TASK DATA:

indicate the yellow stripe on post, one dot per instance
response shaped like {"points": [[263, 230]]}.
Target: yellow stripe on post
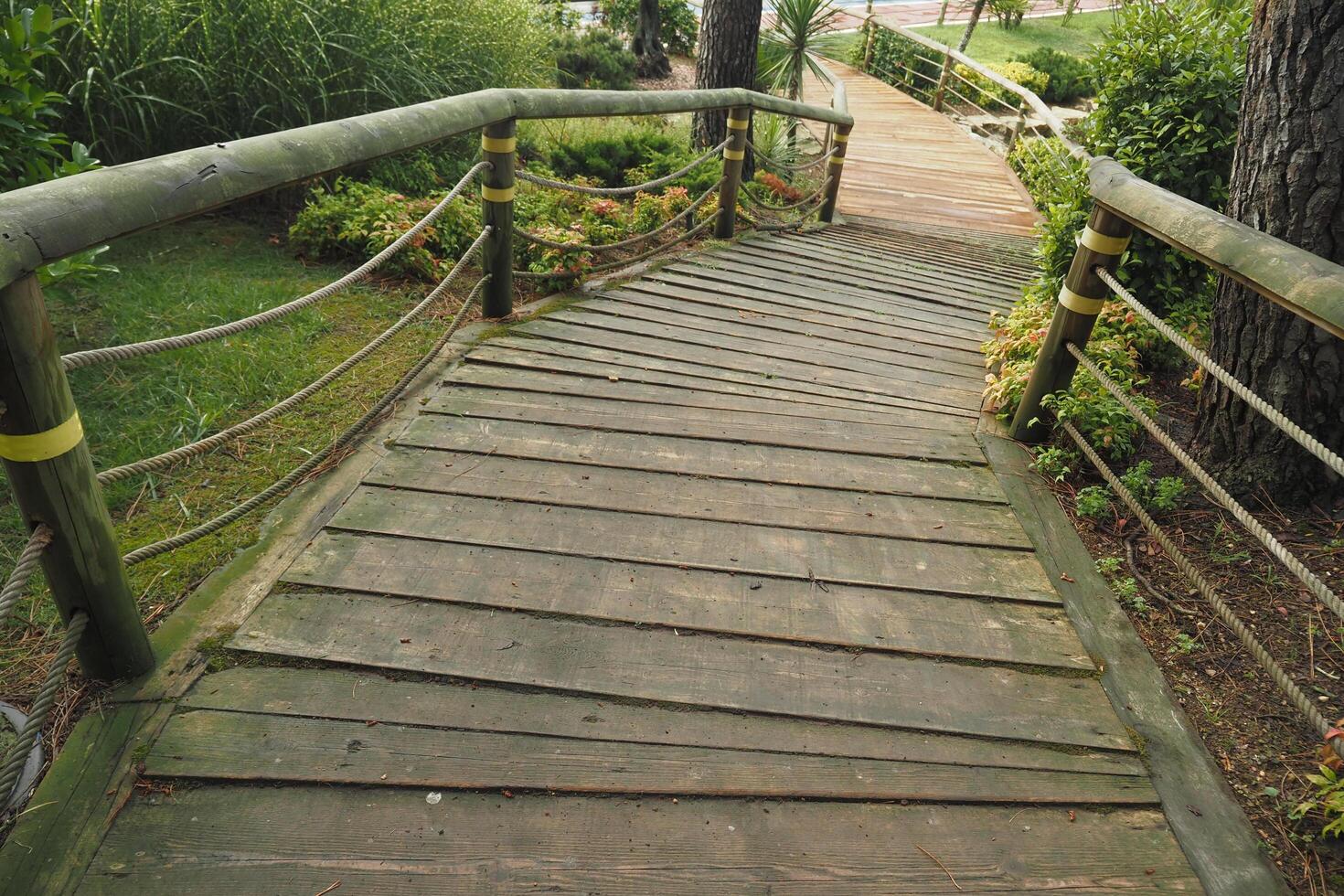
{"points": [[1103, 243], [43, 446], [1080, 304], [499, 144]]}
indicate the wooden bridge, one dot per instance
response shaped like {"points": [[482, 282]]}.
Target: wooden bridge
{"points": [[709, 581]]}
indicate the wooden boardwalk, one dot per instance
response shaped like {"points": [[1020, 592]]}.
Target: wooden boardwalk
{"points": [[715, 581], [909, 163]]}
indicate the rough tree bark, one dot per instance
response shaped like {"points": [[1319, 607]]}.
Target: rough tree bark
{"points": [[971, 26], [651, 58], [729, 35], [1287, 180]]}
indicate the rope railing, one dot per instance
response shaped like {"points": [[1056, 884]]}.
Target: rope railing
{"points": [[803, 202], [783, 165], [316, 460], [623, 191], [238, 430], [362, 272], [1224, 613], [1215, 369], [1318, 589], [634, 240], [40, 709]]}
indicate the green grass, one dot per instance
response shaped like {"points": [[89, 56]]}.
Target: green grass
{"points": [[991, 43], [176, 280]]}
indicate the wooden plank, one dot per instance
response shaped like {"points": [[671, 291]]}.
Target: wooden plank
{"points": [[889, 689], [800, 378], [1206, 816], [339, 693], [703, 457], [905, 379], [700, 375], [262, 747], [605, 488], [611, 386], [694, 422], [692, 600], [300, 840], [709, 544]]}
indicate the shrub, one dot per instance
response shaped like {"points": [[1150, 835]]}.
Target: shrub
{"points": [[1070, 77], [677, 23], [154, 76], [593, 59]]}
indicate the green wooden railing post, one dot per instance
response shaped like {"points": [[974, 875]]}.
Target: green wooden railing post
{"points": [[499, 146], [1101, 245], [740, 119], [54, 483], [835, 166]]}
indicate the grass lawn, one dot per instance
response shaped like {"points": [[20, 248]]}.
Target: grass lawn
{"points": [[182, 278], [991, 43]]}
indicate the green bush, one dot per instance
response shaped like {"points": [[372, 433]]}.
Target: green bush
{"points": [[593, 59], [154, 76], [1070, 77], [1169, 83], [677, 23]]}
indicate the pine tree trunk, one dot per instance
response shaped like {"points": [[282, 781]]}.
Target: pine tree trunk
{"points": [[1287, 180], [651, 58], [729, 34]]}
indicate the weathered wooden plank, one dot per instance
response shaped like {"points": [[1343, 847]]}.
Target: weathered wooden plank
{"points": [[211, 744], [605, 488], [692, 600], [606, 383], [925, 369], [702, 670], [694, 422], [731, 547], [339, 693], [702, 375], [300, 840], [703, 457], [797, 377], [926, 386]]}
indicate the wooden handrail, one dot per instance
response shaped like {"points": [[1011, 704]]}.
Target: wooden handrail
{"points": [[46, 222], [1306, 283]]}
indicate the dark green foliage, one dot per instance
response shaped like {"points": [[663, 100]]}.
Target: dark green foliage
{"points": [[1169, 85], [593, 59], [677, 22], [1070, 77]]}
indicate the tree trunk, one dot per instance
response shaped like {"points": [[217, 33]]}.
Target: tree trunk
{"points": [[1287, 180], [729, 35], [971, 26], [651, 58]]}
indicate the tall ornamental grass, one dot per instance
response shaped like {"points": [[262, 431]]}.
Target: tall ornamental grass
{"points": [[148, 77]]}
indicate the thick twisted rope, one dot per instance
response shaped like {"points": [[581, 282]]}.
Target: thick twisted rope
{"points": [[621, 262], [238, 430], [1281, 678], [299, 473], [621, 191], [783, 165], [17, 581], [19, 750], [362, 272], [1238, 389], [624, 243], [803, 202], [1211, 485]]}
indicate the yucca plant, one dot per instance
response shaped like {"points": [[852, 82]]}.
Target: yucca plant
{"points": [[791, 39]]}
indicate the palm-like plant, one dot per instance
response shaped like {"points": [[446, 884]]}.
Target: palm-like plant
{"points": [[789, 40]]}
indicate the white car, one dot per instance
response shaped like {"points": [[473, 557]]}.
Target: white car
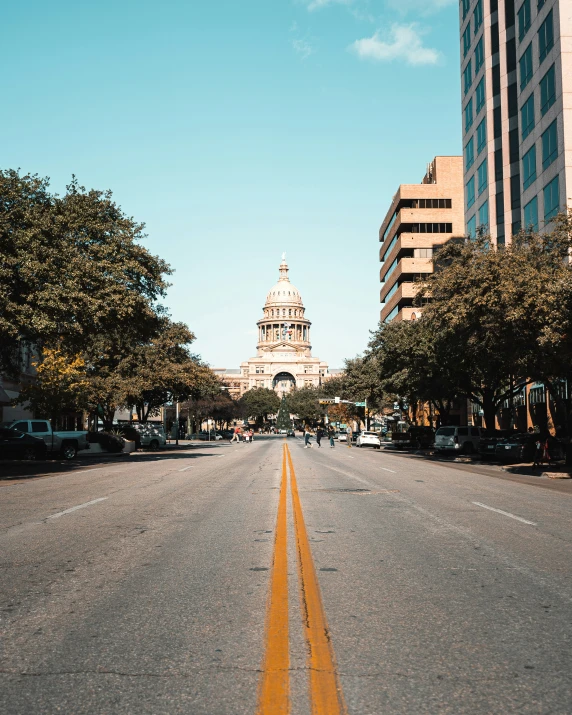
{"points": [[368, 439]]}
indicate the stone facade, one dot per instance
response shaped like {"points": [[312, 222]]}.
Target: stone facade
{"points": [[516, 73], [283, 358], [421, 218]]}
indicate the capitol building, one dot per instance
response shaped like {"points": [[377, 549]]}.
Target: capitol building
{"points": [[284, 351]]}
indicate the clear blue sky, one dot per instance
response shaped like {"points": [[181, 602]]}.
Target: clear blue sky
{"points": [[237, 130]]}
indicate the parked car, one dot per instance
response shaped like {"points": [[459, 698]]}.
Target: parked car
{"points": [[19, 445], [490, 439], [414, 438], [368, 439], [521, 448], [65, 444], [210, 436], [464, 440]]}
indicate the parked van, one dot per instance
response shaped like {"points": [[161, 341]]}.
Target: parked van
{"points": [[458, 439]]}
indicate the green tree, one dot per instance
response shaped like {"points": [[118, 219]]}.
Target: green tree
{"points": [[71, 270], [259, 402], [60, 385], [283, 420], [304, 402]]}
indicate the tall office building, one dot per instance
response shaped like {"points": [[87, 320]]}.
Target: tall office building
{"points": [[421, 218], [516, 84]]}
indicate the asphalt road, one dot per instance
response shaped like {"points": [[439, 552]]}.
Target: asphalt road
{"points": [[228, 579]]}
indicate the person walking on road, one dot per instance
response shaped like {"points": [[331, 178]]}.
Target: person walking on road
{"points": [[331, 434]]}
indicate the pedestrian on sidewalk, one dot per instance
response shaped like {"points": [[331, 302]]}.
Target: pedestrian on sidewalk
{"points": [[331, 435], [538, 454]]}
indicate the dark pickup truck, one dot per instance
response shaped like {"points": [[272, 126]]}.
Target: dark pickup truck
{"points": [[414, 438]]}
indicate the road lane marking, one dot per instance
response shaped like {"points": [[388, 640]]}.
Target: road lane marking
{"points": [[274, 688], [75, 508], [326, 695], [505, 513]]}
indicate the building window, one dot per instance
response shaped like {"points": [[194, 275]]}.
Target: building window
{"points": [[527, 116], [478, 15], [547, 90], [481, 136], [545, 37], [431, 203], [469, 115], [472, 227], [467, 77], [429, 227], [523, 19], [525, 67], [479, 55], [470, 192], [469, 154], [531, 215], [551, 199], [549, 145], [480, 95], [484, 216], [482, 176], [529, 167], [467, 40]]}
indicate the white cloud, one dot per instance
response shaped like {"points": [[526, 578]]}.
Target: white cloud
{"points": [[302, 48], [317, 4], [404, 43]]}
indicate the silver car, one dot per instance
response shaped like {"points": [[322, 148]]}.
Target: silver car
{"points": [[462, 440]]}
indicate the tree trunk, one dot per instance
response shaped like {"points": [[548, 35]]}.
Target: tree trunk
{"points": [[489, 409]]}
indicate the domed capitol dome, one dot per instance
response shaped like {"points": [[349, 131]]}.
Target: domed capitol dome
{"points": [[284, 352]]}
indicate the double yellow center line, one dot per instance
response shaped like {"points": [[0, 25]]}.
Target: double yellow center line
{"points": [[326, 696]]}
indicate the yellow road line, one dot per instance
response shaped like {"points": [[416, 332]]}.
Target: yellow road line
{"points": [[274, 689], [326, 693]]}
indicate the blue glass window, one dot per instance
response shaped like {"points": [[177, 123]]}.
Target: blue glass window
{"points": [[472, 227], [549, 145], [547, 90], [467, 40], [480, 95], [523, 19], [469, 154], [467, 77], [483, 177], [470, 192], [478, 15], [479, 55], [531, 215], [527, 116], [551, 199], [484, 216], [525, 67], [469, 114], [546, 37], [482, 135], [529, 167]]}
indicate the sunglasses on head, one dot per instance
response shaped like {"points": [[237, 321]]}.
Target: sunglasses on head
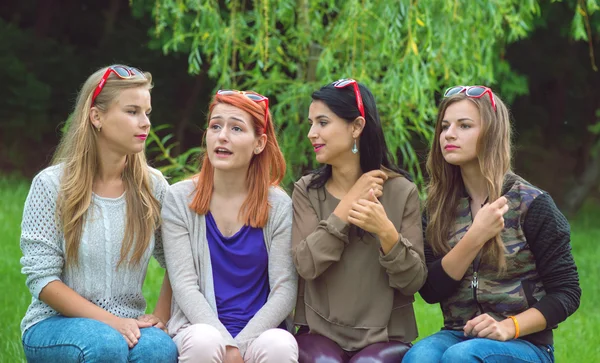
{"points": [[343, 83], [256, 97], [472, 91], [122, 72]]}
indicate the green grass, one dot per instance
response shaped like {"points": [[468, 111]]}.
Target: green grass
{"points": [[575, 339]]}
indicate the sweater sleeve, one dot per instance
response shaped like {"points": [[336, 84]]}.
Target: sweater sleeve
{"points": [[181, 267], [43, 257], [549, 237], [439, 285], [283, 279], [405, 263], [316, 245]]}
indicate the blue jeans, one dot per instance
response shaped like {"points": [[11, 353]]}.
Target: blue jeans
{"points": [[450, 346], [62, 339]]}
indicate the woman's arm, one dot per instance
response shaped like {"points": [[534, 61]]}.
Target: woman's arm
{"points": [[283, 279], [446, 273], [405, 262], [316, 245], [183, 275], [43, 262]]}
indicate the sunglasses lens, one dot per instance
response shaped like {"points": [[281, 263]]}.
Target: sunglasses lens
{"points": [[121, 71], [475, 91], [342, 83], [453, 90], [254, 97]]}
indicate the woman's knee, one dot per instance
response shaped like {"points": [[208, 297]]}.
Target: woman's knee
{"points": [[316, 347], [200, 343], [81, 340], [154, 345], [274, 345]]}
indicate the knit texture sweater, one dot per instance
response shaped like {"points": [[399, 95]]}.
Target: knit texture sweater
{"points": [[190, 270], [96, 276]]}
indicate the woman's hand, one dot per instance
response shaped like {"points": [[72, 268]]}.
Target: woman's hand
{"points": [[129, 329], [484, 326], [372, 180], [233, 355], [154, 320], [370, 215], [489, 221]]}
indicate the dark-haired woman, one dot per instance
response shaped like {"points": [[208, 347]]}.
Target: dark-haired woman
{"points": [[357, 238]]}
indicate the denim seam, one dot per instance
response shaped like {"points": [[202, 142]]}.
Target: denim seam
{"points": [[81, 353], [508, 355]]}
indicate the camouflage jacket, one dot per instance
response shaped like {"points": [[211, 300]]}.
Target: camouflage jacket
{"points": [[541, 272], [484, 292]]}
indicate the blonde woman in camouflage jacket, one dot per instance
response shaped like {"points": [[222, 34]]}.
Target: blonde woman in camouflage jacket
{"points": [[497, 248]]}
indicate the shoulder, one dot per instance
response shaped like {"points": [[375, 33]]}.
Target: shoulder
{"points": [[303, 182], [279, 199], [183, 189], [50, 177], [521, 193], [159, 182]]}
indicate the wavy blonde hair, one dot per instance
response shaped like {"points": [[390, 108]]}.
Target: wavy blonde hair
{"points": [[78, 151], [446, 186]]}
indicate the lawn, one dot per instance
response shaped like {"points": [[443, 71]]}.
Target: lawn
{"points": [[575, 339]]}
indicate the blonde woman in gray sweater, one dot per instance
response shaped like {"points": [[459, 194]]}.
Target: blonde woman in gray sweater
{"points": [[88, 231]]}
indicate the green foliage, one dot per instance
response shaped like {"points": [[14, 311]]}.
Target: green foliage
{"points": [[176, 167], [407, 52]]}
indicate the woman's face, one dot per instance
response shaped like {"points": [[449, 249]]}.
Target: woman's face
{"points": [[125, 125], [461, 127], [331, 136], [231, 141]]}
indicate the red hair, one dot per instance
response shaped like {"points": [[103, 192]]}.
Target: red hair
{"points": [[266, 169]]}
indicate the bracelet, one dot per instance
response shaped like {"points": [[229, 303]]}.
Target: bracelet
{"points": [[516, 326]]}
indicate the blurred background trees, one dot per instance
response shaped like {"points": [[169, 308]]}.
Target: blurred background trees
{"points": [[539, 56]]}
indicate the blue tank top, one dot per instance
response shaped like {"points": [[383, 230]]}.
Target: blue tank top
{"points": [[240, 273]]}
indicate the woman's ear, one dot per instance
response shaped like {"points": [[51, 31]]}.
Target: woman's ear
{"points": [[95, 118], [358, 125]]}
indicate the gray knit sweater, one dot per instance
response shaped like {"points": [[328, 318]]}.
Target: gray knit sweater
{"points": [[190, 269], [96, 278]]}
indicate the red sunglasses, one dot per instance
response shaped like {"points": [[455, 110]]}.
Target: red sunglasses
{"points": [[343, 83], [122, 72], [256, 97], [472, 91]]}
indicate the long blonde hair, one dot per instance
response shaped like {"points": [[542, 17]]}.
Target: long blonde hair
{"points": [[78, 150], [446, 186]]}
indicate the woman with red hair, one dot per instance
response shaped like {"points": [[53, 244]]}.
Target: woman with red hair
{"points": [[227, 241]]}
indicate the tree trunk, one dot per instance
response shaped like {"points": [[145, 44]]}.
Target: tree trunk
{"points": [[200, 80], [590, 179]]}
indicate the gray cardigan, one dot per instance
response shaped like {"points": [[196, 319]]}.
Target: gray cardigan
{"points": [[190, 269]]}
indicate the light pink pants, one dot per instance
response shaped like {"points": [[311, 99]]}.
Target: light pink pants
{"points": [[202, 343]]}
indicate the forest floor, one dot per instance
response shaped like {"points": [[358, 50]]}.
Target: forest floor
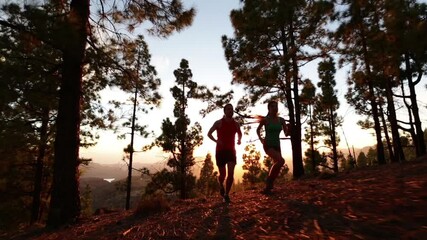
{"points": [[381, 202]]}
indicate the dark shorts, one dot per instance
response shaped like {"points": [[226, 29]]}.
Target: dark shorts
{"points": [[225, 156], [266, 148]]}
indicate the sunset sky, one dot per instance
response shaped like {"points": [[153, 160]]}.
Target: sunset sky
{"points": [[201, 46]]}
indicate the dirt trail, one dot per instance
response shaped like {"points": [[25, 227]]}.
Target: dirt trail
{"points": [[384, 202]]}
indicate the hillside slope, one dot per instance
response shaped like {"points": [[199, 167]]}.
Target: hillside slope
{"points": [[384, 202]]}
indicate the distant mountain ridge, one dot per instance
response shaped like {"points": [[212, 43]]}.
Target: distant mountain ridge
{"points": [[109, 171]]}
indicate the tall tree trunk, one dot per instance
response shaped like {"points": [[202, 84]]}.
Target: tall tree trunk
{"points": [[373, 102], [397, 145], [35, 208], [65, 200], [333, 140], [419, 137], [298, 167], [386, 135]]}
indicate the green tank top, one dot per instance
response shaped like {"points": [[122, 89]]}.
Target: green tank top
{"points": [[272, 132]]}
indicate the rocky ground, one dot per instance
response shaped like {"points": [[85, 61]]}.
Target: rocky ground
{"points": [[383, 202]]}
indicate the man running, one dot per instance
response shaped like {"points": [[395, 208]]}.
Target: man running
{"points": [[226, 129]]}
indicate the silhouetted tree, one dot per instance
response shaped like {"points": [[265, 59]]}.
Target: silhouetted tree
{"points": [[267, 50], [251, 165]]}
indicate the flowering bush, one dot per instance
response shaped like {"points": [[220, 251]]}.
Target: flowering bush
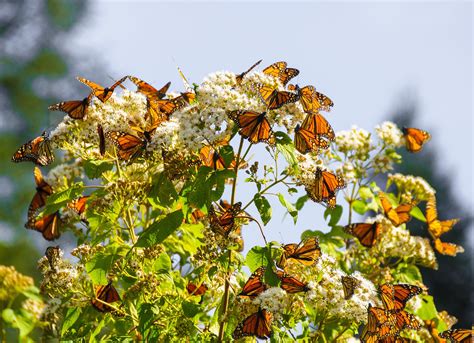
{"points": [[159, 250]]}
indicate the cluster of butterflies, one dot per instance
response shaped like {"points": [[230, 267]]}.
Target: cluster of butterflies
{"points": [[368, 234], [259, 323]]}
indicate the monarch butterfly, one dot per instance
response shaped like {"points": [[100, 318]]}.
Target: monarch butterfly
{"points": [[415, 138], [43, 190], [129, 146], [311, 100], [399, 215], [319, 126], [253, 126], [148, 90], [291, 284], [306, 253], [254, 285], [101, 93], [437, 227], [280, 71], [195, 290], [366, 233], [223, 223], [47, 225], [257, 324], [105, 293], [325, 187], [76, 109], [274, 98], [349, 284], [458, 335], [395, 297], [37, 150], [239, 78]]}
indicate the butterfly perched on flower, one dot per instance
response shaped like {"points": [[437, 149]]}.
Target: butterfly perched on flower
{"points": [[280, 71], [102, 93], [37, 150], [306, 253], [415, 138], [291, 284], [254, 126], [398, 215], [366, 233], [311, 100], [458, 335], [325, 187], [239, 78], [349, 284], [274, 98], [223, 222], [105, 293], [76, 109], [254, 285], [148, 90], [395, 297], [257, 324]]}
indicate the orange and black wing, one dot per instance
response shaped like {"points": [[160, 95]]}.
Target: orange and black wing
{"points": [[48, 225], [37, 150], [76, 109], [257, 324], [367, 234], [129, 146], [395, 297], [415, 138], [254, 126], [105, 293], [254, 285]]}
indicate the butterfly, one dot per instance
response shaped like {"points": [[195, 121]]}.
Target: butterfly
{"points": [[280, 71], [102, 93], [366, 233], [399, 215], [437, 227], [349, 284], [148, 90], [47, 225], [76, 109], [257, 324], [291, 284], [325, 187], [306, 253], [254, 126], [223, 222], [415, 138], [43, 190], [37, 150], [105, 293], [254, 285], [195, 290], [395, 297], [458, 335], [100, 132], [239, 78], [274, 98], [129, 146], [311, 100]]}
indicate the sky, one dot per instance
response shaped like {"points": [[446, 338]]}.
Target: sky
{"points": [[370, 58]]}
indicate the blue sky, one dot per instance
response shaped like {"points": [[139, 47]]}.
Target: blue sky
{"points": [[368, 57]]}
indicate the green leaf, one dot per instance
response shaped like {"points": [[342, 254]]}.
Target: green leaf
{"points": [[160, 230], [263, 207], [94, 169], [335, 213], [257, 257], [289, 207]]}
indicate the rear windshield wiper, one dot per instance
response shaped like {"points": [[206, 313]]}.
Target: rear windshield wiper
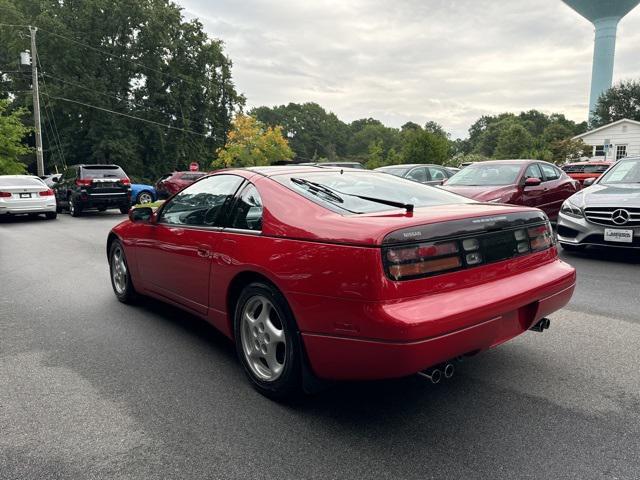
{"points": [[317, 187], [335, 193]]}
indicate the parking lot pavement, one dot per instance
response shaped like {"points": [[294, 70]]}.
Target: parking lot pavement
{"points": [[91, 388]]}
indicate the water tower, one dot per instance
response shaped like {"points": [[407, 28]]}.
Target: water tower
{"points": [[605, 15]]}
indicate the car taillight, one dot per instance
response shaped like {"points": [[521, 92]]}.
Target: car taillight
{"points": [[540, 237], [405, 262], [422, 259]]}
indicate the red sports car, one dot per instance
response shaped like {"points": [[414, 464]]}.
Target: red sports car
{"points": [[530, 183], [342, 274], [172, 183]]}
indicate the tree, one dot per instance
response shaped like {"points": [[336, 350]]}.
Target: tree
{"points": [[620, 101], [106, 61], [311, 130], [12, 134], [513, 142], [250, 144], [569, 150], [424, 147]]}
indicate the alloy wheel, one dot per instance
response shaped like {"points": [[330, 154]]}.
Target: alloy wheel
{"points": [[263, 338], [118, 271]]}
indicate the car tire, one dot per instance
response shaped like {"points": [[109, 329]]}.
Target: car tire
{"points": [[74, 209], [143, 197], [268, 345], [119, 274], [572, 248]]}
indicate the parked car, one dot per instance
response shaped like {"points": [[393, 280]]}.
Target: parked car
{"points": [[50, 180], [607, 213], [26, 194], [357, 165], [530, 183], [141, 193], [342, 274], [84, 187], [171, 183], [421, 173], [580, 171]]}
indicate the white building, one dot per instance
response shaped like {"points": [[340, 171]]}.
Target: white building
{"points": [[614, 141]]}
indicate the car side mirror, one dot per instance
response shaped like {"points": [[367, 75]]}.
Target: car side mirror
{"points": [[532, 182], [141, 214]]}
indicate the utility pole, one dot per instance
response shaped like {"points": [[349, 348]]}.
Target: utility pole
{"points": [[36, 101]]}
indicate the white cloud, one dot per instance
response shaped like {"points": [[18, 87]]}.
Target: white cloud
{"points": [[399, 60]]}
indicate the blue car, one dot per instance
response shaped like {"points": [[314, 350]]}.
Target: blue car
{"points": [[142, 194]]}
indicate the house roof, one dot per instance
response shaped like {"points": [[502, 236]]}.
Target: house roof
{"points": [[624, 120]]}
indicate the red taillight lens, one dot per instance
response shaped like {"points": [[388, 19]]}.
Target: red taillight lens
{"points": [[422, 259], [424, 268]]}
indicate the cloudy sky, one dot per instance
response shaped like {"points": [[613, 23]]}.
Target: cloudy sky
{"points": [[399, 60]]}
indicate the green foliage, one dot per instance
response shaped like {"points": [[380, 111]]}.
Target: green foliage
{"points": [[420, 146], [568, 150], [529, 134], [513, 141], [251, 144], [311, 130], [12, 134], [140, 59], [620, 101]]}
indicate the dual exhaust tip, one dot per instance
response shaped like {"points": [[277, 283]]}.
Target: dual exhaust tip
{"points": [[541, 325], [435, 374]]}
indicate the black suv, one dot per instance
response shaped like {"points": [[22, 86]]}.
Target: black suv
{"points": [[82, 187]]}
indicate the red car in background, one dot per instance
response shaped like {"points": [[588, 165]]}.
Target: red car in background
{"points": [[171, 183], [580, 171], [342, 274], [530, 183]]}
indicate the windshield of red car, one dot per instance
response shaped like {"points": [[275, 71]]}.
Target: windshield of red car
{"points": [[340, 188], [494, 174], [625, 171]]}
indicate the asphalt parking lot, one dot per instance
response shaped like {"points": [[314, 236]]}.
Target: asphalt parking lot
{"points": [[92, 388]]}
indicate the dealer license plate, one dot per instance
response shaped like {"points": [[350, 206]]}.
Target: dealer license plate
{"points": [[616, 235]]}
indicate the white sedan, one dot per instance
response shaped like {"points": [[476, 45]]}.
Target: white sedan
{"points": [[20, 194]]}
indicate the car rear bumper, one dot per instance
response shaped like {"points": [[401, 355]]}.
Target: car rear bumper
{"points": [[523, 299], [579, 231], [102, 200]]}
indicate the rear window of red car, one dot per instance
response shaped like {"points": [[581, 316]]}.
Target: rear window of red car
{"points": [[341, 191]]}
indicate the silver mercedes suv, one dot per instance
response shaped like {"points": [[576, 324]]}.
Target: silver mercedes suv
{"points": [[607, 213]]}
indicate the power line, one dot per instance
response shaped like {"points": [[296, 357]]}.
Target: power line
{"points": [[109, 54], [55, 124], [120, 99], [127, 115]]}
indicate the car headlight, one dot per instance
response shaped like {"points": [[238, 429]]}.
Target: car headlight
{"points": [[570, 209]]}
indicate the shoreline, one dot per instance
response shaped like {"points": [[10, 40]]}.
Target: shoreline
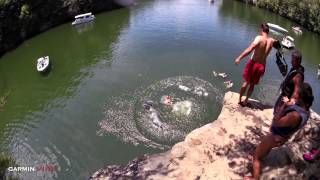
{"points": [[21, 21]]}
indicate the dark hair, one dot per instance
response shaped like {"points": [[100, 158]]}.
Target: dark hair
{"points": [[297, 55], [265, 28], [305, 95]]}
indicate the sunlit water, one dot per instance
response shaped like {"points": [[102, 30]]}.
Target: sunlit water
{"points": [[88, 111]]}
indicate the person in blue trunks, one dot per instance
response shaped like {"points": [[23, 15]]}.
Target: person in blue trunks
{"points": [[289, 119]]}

WHAT TO WORK ON:
Take the lines from the one that contains "indicate the car rear" down to the last line of the listing above, both included, and set them down exactly, leaving out pictures.

TASK RESULT:
indicate the car rear bumper, one dot per instance
response shaped like {"points": [[401, 355]]}.
Target: car rear bumper
{"points": [[523, 299], [579, 231], [102, 200]]}
indicate the rear window of red car, one dot per instance
response shaped like {"points": [[581, 316]]}.
Target: rear window of red car
{"points": [[341, 191]]}
indicate the silver mercedes suv, one dot per instance
response shaped like {"points": [[576, 324]]}.
Target: silver mercedes suv
{"points": [[607, 213]]}
indicate the power line, one dot per instance
response shaped like {"points": [[296, 357]]}.
Target: power line
{"points": [[109, 54], [55, 124], [120, 99], [127, 115]]}
indicate the car headlight, one dot per instance
response shaped like {"points": [[238, 429]]}.
Target: car headlight
{"points": [[570, 209]]}
indicate the shoreline, one dot per instance
response shaped like {"points": [[10, 40]]}.
Target: shoreline
{"points": [[21, 21]]}
indicate the dark hair, one dot per instance
response shaped like {"points": [[100, 158]]}.
Target: dark hair
{"points": [[297, 55], [265, 28], [305, 95]]}
indicate the sunlit water, one dot per instance
response shaped like {"points": [[102, 30]]}.
Target: sunlit water
{"points": [[88, 111]]}
indicate the person in blue trunks, one dot per instance
response shaped like {"points": [[23, 15]]}.
Target: person in blue trunks
{"points": [[289, 119]]}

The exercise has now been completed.